§ Directions
Reproduce verbatim only the lines from the one containing "Could you spot the dog's mouth" through the last line below, both included.

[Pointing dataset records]
====

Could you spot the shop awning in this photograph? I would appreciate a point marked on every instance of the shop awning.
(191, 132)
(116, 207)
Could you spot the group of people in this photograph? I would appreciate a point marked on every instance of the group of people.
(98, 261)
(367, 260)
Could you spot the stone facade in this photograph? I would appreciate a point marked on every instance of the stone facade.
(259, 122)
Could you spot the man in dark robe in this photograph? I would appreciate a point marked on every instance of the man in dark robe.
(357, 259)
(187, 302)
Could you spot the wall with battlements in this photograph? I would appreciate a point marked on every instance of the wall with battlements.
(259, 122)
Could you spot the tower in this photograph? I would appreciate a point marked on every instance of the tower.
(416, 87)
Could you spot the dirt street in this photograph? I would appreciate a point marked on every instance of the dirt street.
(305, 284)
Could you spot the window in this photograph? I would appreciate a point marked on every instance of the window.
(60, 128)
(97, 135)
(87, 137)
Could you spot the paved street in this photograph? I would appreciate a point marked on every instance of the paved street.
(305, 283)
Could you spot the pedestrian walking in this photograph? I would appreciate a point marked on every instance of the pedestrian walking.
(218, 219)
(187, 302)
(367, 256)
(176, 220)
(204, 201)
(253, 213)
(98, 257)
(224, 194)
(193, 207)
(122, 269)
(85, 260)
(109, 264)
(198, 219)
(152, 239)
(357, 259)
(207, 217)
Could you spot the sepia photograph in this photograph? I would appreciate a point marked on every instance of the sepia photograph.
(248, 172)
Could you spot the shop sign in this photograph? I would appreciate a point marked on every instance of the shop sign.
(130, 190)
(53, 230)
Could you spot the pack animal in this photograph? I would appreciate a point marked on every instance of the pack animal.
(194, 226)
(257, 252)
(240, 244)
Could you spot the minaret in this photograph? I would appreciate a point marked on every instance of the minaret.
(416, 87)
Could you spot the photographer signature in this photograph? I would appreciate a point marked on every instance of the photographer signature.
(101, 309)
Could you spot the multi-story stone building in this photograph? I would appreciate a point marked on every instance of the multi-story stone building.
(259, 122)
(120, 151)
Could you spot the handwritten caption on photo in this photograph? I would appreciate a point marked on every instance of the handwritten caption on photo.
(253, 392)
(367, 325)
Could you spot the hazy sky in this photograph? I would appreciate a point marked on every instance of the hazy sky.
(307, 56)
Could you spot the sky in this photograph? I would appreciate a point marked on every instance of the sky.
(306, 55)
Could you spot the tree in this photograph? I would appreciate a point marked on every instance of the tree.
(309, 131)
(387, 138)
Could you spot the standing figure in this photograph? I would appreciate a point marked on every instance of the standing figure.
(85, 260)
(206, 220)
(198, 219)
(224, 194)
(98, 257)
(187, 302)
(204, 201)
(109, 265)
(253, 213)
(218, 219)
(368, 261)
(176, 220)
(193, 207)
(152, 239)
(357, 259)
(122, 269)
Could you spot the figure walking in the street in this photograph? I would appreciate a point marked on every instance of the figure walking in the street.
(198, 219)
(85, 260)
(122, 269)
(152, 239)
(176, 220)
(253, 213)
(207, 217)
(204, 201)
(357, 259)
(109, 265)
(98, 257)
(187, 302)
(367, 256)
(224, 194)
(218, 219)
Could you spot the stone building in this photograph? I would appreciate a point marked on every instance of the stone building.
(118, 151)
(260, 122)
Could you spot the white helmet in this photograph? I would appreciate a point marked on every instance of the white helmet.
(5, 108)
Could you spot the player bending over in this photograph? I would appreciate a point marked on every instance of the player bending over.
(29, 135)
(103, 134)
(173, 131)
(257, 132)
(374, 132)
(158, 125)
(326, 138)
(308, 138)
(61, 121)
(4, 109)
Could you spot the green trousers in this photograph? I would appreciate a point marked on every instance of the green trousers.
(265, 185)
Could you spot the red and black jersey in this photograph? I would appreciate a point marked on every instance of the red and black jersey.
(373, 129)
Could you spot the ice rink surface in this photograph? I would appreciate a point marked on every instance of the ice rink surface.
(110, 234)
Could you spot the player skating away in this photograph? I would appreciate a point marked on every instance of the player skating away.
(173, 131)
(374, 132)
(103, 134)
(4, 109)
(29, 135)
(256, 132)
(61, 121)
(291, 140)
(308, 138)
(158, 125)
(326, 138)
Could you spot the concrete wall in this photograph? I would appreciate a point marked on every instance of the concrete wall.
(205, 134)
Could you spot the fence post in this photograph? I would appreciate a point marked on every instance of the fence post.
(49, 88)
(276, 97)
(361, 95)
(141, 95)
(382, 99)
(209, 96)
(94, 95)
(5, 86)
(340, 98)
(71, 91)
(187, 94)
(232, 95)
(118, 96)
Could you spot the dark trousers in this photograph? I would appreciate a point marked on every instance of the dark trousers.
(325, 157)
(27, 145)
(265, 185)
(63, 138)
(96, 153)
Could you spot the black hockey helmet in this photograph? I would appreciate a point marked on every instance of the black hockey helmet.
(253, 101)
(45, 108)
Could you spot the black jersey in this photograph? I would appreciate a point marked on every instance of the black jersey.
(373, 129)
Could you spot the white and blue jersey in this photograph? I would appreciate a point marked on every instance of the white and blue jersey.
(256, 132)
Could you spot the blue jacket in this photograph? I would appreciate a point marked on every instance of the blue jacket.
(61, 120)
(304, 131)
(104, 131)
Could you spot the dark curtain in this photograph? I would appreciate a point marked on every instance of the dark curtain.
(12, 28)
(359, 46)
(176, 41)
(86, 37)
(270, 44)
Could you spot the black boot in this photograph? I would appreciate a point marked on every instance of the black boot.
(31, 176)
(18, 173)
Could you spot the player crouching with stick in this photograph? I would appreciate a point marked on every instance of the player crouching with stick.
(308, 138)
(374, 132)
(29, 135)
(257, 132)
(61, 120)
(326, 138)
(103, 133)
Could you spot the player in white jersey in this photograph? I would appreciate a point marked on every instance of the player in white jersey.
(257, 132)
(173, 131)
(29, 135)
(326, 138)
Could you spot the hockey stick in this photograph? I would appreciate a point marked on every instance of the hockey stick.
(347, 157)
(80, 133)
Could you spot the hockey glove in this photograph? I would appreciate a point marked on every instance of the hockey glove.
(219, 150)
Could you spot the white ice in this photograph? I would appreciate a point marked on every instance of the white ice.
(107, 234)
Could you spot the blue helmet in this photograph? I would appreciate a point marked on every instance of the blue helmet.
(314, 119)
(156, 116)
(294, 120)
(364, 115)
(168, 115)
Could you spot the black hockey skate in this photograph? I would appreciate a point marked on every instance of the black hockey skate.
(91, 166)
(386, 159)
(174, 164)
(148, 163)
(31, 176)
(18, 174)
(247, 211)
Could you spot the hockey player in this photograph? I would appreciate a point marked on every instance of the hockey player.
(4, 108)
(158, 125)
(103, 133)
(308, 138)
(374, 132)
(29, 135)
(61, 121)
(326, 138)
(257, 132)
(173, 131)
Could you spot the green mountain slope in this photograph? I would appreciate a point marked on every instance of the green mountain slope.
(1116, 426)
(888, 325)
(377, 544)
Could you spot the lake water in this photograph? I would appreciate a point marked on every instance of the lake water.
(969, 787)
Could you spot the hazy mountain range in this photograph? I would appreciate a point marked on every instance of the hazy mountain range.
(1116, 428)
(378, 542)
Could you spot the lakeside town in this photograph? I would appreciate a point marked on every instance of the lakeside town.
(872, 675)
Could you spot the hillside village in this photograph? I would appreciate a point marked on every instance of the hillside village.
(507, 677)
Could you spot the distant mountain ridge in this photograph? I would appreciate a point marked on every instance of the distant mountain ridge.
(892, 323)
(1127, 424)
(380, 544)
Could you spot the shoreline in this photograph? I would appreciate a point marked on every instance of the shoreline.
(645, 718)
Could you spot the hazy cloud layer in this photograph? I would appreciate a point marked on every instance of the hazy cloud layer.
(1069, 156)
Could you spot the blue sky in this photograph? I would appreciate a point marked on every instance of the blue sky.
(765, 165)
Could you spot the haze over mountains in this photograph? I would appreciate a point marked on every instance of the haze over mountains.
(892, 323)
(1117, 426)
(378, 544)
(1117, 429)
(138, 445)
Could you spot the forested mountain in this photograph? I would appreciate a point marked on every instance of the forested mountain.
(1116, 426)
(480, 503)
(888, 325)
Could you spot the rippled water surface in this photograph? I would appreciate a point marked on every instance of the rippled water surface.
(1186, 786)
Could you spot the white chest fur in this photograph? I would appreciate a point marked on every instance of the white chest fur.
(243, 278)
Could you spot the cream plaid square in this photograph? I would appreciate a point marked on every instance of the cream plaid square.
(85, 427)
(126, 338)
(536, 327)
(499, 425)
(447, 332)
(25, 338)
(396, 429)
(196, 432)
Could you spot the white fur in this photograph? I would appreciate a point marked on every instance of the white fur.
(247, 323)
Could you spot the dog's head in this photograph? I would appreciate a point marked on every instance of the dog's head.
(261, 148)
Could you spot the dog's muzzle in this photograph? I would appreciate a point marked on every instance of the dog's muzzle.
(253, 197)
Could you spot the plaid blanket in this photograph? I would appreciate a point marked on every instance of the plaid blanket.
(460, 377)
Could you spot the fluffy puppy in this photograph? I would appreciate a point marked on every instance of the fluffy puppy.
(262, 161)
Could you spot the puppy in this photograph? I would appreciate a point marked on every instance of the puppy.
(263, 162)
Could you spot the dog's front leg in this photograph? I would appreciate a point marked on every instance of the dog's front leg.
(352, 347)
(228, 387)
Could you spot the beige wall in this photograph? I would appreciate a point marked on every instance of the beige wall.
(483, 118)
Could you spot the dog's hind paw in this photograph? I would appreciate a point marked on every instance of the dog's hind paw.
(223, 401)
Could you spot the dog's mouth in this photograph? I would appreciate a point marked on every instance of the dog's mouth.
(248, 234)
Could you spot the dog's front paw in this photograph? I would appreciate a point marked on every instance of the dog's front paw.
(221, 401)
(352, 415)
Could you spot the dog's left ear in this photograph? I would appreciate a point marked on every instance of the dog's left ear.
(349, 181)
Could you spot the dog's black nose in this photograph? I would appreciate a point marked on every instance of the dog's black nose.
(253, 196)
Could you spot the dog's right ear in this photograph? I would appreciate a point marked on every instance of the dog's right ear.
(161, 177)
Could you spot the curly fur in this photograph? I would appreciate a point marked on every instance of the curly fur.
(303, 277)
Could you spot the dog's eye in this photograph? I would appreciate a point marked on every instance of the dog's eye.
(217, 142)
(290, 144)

====

§ Final answer
Could you spot the dog's mouth in this photograph? I would appreciate a point marked on every instance of the dog's mouth.
(248, 234)
Could you spot the dog's front paw in this photograph? I would appreciate a point marked on every instance of the dog's front paw.
(221, 401)
(352, 415)
Could you spot the dog's left ear in this photograph? I would appreciate a point marked on every instance of the dog's left ear.
(349, 181)
Could you spot the dog's black nose in this photograph? I would appreciate a point marked on every instance of the dog's black nose.
(253, 196)
Could you spot the dog's right ear in this photograph? I would appreciate a point marked on every instance of the dog's right ear.
(161, 177)
Could you spot the curly fur in this photograph? I would appreciate a point marked on every instance of the curly fur.
(303, 277)
Could you spot the dog's eye in this photograph? I would appreciate a point marked on every instance of the dog's eye.
(217, 142)
(290, 144)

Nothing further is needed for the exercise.